Data records |
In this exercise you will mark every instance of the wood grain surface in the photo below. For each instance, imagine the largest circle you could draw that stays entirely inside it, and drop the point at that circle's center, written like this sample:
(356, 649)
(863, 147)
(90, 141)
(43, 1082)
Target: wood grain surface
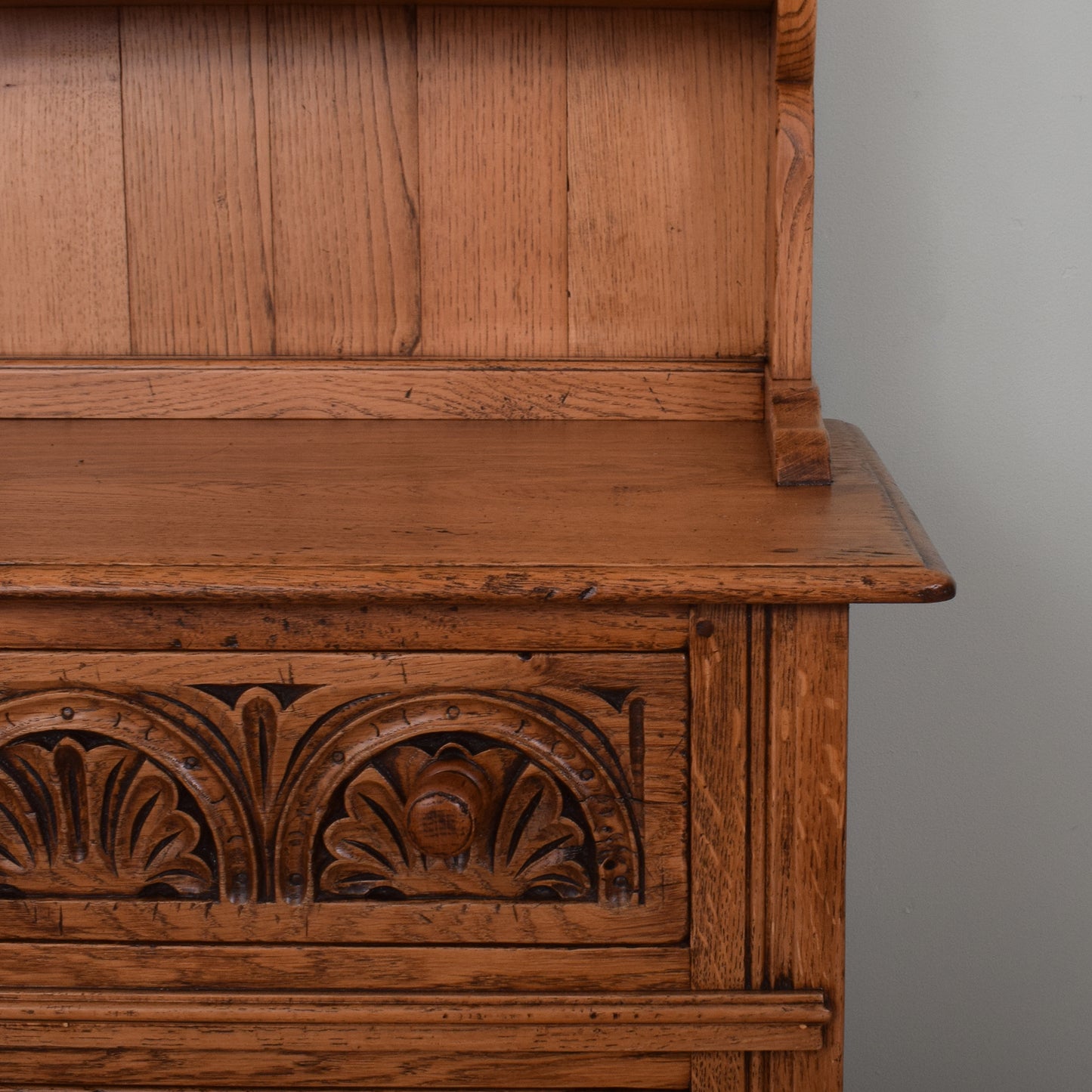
(719, 856)
(194, 96)
(805, 855)
(792, 210)
(391, 509)
(800, 444)
(63, 281)
(592, 184)
(667, 171)
(338, 627)
(338, 1069)
(299, 390)
(299, 967)
(343, 132)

Exercise prompt | Quote the records in full and exactly; skip any image.

Answer to the problem |
In this exercise you will mark every instance of the wood grain surface in the photo below. For each instance, imagine the largest circle you could draw that stays entirely inside it, and drop the point at that circle's center, written like this sample:
(356, 649)
(863, 147)
(90, 141)
(43, 1082)
Target: wood grain surface
(719, 856)
(194, 96)
(805, 855)
(792, 210)
(391, 509)
(800, 444)
(63, 281)
(592, 184)
(667, 171)
(338, 627)
(338, 1069)
(299, 390)
(299, 967)
(343, 132)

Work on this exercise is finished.